GIVEN PASSAGE:

────────────────

Think for a moment on how it all started for Mary. An angel appeared to her when she was a young virgin to tell her she was chosen by God to have the baby Jesus who would be the Savior of the world. She was frightened at first, but after  being reassured by the Angel Gabriel of God’s favor for her, she said yes to God’s plan even though it meant difficulties for her. She trusted God to protect her and take care of the possible risks, such as the fact  that was a woman who was engaged but not yet married to be found pregnant could have meant being stoned to death.

When Jesus was born, she gave birth in a stable for the animals. She went through the pains of child birth with animals standing around. She had to place her newborn baby in a manger which was a feeding trough for animals. It was a very humble way for her baby the Savior of the world to be born. However, some shepherds came to visit to tell her and Joseph about the angelica choir that announced the birth of Jesus to them.

Then when Jesus was 8 days old, Mary and Joseph took baby Jesus to the temple to present Him to God. An old man Simeon who was a prophet took the baby Jesus in his arms and thanked God for letting him see Jesus. He then spoke to Mary and Joseph about how Jesus was the promised one from God. He said something to Mary that no mother would want to hear. He told her, “and a sword will pierce your own soul too.” On a joyous day of presenting her baby to God, Simeon spoke of her suffering as Jesus suffered.

────────────────

PROMPT 1: Condense the paragraph of the passage about Mary that begins "When Jesus was born" into a bulleted list, keeping its main facts.
PROMPT 2: Continue the passage about Mary from its last sentence onward.
The listing after this passage comes from a separate source.

────────────────

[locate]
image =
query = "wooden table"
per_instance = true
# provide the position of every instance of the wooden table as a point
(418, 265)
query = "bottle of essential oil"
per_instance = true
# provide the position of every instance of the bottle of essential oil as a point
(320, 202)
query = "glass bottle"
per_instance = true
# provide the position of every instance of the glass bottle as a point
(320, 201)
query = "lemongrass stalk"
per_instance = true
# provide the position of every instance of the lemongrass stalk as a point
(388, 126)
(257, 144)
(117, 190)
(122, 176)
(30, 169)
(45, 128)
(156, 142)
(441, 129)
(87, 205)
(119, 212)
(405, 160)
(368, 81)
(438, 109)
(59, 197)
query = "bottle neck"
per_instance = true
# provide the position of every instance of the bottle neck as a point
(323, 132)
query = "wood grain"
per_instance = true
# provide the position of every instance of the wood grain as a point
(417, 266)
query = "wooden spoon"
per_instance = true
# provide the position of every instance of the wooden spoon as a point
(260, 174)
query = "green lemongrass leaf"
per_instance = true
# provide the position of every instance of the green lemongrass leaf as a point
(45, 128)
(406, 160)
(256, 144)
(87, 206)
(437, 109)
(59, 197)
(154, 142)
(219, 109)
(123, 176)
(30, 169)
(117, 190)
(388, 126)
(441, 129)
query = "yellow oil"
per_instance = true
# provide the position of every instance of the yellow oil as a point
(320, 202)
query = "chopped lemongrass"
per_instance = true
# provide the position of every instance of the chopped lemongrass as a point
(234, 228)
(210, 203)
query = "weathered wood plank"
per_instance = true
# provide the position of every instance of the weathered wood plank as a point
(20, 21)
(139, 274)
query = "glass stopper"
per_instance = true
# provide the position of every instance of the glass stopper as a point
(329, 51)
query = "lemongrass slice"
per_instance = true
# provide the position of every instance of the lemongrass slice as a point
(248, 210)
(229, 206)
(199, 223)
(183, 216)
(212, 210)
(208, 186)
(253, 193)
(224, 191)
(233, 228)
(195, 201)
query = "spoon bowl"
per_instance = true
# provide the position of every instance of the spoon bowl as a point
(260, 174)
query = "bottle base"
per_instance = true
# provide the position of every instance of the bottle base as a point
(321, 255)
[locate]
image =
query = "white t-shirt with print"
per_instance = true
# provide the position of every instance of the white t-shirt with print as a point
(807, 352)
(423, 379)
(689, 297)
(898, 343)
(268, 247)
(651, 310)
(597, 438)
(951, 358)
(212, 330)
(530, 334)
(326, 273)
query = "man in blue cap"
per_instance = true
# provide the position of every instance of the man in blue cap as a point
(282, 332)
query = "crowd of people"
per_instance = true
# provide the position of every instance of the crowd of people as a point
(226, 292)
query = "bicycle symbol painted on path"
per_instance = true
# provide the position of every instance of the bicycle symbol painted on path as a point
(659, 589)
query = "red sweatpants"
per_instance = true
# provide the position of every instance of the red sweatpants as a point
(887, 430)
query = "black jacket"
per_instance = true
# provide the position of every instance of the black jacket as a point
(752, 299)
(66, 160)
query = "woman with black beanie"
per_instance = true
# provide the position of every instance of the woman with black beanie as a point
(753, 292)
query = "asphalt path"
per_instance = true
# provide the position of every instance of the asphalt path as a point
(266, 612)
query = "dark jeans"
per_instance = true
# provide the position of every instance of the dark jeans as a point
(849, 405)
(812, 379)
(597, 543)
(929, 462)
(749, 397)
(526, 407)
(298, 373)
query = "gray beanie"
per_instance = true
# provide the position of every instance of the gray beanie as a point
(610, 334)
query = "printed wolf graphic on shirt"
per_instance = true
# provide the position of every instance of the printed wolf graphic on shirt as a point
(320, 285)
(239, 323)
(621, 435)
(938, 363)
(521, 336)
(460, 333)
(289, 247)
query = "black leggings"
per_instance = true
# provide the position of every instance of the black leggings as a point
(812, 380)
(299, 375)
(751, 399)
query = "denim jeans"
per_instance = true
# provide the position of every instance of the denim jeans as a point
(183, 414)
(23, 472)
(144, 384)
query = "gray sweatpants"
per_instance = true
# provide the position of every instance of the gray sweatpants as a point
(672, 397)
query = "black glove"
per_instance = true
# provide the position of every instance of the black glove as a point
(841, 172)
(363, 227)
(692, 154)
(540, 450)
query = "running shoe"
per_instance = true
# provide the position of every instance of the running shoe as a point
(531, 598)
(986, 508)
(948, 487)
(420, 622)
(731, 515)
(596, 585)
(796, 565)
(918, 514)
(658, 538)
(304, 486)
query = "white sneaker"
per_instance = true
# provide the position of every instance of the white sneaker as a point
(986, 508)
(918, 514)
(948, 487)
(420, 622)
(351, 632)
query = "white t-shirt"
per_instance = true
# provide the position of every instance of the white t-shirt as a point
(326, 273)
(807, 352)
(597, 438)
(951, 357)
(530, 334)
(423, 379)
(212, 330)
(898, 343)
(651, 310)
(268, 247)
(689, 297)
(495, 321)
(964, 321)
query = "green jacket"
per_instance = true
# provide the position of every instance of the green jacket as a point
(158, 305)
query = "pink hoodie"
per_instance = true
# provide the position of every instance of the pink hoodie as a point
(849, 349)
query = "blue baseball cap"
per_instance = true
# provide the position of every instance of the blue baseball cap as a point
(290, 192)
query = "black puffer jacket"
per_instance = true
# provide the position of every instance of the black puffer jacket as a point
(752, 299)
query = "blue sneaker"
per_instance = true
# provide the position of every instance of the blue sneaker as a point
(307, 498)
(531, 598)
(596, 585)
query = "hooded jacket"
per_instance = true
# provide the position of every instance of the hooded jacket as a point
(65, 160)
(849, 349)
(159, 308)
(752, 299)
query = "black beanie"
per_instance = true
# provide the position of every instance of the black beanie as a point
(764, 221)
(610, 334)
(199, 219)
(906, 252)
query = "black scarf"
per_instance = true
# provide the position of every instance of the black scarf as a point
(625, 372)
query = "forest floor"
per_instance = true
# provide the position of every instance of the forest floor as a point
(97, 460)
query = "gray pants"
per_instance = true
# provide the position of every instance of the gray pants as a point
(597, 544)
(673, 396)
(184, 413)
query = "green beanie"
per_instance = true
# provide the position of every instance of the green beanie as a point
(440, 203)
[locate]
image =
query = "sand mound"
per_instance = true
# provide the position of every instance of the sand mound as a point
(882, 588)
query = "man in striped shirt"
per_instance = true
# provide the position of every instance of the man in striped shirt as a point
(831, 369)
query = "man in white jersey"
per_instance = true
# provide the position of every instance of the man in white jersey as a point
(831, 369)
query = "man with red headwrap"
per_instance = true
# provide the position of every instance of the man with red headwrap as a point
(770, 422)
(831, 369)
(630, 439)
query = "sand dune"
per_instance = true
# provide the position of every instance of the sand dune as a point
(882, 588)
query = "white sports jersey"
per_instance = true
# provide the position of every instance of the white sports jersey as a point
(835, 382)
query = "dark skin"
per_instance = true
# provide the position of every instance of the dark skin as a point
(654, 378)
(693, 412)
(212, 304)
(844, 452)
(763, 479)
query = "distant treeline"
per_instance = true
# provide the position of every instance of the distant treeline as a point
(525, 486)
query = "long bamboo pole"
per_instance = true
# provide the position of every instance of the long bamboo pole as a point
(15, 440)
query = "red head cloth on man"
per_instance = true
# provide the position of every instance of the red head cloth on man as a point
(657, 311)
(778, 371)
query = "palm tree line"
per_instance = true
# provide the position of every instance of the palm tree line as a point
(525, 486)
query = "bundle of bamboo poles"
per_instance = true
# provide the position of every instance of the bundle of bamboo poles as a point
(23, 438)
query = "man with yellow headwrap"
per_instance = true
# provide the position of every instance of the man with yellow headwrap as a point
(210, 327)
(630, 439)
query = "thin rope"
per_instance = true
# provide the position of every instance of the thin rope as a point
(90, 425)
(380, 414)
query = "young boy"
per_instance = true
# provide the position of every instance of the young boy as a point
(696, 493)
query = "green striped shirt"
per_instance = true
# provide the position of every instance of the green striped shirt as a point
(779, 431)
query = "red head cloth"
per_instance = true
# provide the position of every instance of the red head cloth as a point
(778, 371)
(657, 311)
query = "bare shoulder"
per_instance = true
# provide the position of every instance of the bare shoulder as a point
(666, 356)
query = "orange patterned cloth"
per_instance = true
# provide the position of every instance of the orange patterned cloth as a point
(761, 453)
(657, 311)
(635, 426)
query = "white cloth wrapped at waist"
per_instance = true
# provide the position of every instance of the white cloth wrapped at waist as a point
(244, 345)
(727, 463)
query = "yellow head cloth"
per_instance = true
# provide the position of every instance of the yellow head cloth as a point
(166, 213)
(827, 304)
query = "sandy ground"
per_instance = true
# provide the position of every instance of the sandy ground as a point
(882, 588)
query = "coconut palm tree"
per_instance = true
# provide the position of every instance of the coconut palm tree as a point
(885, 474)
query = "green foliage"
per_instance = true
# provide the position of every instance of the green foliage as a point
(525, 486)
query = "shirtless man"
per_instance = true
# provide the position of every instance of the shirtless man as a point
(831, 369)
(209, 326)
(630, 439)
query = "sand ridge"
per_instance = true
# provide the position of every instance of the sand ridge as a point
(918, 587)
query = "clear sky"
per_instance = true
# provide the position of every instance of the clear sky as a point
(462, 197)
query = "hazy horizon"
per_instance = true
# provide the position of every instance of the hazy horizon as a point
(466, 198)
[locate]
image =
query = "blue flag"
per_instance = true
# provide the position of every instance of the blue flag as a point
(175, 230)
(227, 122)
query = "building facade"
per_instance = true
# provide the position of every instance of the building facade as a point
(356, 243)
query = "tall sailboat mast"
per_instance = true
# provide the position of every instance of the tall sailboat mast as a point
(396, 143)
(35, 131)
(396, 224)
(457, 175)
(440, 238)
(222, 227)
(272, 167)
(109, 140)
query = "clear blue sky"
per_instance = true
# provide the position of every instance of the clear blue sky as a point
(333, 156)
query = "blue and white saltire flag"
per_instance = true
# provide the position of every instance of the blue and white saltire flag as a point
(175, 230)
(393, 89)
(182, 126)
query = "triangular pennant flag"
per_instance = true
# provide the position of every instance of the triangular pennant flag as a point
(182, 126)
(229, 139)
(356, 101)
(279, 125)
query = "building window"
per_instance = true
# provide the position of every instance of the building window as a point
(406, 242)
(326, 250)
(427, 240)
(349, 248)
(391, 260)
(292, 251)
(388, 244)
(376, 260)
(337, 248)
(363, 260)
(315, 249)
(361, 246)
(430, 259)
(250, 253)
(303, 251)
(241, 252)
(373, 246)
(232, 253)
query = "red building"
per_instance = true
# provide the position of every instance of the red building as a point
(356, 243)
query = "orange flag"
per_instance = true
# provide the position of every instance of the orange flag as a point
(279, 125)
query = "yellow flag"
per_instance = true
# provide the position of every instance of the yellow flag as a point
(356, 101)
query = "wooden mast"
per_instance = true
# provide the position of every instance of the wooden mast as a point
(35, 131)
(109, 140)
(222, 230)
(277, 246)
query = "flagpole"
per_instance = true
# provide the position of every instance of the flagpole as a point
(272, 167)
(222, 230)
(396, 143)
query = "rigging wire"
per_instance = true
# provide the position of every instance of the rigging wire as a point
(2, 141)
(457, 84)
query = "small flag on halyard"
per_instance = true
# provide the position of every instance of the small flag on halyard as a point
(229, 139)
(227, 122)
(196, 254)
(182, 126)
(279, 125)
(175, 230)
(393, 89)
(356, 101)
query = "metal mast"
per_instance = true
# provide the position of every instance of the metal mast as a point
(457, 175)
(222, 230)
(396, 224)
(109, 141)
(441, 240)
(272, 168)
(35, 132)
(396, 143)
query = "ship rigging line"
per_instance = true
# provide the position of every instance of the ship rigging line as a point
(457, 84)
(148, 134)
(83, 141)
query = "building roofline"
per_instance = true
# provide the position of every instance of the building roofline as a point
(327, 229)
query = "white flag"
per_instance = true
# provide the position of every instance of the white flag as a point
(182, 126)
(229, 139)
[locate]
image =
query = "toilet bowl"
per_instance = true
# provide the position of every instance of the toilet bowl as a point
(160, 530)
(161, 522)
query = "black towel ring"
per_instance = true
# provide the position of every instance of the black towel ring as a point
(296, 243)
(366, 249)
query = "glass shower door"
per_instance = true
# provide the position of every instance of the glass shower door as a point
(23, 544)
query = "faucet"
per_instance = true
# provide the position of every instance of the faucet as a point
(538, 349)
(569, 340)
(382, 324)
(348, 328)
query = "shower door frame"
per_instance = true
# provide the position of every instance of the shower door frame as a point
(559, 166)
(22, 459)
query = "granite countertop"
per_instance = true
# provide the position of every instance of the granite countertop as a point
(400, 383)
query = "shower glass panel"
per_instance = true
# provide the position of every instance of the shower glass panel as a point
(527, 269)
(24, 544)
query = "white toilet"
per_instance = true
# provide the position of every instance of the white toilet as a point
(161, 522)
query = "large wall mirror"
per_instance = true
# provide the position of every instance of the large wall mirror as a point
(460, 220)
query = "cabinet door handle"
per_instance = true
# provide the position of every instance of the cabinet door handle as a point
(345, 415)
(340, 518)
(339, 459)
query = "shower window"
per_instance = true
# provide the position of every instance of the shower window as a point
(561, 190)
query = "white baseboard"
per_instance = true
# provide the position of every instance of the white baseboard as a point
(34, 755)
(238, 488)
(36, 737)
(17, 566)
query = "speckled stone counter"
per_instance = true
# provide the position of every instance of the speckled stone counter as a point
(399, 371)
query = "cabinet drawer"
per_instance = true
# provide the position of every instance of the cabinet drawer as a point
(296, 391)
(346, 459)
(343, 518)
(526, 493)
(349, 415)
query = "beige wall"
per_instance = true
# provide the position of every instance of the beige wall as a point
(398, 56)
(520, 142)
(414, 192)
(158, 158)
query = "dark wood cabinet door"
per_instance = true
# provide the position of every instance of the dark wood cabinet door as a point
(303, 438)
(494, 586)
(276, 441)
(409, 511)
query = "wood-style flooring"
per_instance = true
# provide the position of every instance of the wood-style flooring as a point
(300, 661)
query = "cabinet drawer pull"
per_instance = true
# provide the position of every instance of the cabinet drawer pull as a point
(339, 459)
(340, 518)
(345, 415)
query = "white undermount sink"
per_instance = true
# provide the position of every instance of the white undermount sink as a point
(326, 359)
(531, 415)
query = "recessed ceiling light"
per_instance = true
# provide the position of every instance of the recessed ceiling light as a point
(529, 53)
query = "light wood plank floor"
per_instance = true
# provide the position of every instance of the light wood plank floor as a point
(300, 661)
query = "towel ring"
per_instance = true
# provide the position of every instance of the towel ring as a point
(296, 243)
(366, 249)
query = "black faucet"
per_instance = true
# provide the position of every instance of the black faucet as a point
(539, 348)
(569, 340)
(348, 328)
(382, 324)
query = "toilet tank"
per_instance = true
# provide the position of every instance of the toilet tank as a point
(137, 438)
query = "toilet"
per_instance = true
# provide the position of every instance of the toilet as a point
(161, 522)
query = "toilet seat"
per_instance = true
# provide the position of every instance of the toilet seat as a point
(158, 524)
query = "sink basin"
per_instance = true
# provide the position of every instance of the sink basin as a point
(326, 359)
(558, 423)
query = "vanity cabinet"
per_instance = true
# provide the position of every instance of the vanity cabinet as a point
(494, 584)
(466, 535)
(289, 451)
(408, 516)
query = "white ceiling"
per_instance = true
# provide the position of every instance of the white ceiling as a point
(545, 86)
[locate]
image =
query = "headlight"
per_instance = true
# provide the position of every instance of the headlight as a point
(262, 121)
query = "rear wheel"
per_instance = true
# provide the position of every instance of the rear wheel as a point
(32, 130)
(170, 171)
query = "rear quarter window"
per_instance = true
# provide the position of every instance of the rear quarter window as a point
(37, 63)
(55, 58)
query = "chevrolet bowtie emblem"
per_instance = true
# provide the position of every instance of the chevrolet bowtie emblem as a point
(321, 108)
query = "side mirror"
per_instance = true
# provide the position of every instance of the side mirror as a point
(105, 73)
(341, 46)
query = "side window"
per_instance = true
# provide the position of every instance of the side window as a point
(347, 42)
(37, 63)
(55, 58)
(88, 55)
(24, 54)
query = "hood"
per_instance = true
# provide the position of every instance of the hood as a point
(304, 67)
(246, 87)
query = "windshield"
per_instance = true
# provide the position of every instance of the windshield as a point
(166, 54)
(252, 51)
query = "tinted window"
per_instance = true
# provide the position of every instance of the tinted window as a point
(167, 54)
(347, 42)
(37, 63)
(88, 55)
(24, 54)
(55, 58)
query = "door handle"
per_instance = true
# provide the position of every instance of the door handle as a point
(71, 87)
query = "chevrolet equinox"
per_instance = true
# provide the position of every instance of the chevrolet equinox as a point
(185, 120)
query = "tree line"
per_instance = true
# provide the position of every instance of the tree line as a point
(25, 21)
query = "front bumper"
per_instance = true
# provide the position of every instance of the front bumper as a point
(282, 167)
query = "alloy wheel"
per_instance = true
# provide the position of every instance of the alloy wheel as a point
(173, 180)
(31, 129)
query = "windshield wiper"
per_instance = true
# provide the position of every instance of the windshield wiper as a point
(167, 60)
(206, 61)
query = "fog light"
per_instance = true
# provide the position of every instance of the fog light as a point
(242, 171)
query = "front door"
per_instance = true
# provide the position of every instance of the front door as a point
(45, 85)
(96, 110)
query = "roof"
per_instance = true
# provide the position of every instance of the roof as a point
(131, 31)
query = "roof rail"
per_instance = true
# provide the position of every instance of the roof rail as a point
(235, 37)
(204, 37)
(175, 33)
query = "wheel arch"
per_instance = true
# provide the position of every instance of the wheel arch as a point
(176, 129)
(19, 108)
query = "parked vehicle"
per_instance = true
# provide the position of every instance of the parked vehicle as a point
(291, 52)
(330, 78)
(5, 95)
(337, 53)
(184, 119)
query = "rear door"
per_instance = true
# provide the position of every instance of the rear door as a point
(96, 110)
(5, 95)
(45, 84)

────────────────

OUTPUT 1:
- Mary gave birth to Jesus in a stable, with animals standing around her during labor.
- She laid her newborn in a manger, a feeding trough for animals.
- It was a very humble birth for the Savior of the world.
- Shepherds visited to tell Mary and Joseph about the choir of angels that had announced the birth of Jesus to them.

OUTPUT 2:
Then she had to flee with Joseph and baby Jesus to Egypt because King Herod wanted to kill baby Jesus. She experienced life on the run as a refugee with a baby in her arms. About 33 years later, she was there when Jesus died on the cross watching His torturous death unable to comfort Him.

Mary said yes to God’s plan and agreed to be the mother of Jesus. She did not know everything that was in front of her in life, but she accepted the call of God to be Jesus’ mother and to love Him and care for Him. She loved Him even though it meant risk to herself just like some mothers do when they become mothers. She experienced the joys of seeing the wonderful things Jesus did just as many mothers rejoice in the accomplishments of their children. She was there when He died on the cross watching Him suffer just as some mothers who have the terrible misfortune if watching their children die. Through all of these things she was His mother which means she loved Jesus in a way that no one else ever will. She is a great example for all of us, but on this Mother’s Day my hope is that any mother who reads this is encouraged by Mary’s example.